ブラック・スワン(映画)のネタバレ解説・考察まとめ

『ブラックスワン』とは2010年公開のアメリカのサイコスリラー映画。日本では2011年にR15+指定作品として公開された。監督はダーレン・アロノフスキー。主演にナタリー・ポートマン。『白鳥の湖』で主役の座を射止め、清純な白鳥と官能的な黒鳥の2役を演じることになったバレリーナが役へのプレッシャーから徐々に精神が崩壊して行く様を描く。幻覚か現実かあやふやな描写が観客の目を惹きつけた。批評面、興行成績ともに成功を収め、第83回アカデミー賞では主演のナタリー・ポートマンがアカデミー主演女優賞を受賞した。

『ブラックスワン』の概要

『ブラックスワン』とは2010年公開のアメリカのサイコスリラー映画である。日本では2011年5月11日にR15+指定作品として公開された。
監督は、2008年公開の『レスラー』(主演:ミッキー・ローク)で第65回ヴェネツィア国際映画祭金獅子賞を受賞したダーレン・アロノフスキー監督。
サイコスリラーを得意とする彼は、本作『ブラックスワン』で生真面目な少女が元バレリーナである母親の期待を背負いバレエにすべてを捧げる姿を美しくも狂気に満ちた描写で映し出した。
『ブラックスワン』はバレエ界の華やかなステージの裏で人間の根底に眠る憎悪や嫉妬といった感情を徐々に狂っていく少女にのみスポットを当てることで、一個人の心情を丁寧に描き、ホラーと称されるほど凄みを感じさせる映画になった。

ニナ(演:ナタリー・ポートマン)は母エリカ(演:バーバラ・ハーシー)の熱心な庇護のもと、バレエに全てを捧げ励んでいた。所属する劇団のプリマ交代の時期に『白鳥の湖』の上演が決まる。紆余曲折あったがニナは演出家のトマ(演:ヴァンサン・カッセル)の心を掴み、主役に抜擢される。喜びも束の間、ニナは役へのプレッシャーに押される。『白鳥の湖』はプリマが清純な白鳥と官能的な黒鳥の2役を踊る。完璧主義で生真面目なニナは白鳥の演技は完璧であったが、女性としての性的魅力に欠けると言われるニナにとって黒鳥を官能的に踊ることに苦戦していた。そこへ新人でありライバルのリリー(演:ミラ・クニス)が現れる。自由奔放で性的な魅力にあふれたリリーの存在がニナにとって脅威的なものとなり、ニナは次第に追い詰められ、現実と幻影があやふやになっていく。ある日、エリカの監視に耐えられなくなったニナはリリーと夜遊びをし、初めてのドラッグや男性と関係を持つことの愉しみを知る。翌朝、新たな愉しさを覚えたニナの踊りは前日までとは変わり、官能的な黒鳥の踊りも魅力的に踊れるようになっていた。しかしニナは幻覚と現実がわからなくなっていき、公演前日には舞台裏でトマとリリーが性行為をしている場面に遭遇するが、トマが黒い羽を纏った姿に変形していき、リリーの顔もだんだんニナの顔に変わっていくという幻覚をみる。帰宅しても幻覚は止まず、母が描いた絵が自分をあざ笑うかのように見えたり、黒い羽根が背中から生えてきたりしてニナは気を失ってしまった。

### [エントリ一覧]
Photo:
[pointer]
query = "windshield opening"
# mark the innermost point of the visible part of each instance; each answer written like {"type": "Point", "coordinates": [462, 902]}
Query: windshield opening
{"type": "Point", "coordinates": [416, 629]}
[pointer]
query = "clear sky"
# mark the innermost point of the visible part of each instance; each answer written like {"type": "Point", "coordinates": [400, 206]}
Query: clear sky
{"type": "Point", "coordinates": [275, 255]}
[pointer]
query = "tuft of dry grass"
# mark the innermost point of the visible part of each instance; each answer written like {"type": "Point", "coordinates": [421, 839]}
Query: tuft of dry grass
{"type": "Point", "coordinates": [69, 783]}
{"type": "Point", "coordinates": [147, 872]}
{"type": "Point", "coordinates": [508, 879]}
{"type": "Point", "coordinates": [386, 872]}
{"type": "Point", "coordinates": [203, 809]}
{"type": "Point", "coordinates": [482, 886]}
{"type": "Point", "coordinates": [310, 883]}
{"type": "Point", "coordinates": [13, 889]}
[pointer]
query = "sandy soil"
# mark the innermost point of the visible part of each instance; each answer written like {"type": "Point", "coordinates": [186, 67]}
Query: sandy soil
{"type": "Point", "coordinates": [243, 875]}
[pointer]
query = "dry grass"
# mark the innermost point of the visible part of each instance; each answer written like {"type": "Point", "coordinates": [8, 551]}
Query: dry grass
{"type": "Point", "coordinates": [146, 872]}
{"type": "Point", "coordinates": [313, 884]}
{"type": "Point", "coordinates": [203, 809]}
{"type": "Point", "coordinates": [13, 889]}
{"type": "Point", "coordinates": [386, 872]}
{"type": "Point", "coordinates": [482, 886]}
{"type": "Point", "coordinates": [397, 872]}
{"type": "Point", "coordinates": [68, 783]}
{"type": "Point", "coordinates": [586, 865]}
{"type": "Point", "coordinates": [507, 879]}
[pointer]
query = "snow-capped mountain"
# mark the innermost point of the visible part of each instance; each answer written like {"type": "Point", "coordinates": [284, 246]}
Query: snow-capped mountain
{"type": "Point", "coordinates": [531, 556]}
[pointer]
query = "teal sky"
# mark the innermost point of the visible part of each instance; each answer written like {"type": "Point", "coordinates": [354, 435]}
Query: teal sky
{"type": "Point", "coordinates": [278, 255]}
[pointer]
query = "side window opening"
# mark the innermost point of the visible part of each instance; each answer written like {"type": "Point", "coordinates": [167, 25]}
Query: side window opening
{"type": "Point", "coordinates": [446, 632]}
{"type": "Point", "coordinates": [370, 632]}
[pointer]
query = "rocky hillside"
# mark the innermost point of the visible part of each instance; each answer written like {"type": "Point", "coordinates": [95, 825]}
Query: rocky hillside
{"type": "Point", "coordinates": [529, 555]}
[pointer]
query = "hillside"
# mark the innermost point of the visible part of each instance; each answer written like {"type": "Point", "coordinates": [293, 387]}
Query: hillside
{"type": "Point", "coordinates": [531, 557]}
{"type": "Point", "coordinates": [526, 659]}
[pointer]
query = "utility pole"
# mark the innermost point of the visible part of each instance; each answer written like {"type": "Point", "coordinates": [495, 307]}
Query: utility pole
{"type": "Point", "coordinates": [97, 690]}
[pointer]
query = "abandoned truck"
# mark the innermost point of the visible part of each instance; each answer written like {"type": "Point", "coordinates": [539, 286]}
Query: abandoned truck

### [作業内容]
1. 上の『ブラックスワン』解説文のうち、「ブラック・スワン(映画)のネタバレ解説・考察まとめ」から「みを感じさせる映画になった。」までの部分を、両端を含めて一字一句変えずに再掲してください。
2. 上のエントリから「windshield」という語を含む行をすべて探し出し、それぞれそのまま書き写してください。

### [回答一覧]
1.
ブラック・スワン(映画)のネタバレ解説・考察まとめ

『ブラックスワン』とは2010年公開のアメリカのサイコスリラー映画。日本では2011年にR15+指定作品として公開された。監督はダーレン・アロノフスキー。主演にナタリー・ポートマン。『白鳥の湖』で主役の座を射止め、清純な白鳥と官能的な黒鳥の2役を演じることになったバレリーナが役へのプレッシャーから徐々に精神が崩壊して行く様を描く。幻覚か現実かあやふやな描写が観客の目を惹きつけた。批評面、興行成績ともに成功を収め、第83回アカデミー賞では主演のナタリー・ポートマンがアカデミー主演女優賞を受賞した。

『ブラックスワン』の概要

『ブラックスワン』とは2010年公開のアメリカのサイコスリラー映画である。日本では2011年5月11日にR15+指定作品として公開された。
監督は、2008年公開の『レスラー』(主演:ミッキー・ローク)で第65回ヴェネツィア国際映画祭金獅子賞を受賞したダーレン・アロノフスキー監督。
サイコスリラーを得意とする彼は、本作『ブラックスワン』で生真面目な少女が元バレリーナである母親の期待を背負いバレエにすべてを捧げる姿を美しくも狂気に満ちた描写で映し出した。
『ブラックスワン』はバレエ界の華やかなステージの裏で人間の根底に眠る憎悪や嫉妬といった感情を徐々に狂っていく少女にのみスポットを当てることで、一個人の心情を丁寧に描き、ホラーと称されるほど凄みを感じさせる映画になった。

2.
query = "windshield opening"
Query: windshield opening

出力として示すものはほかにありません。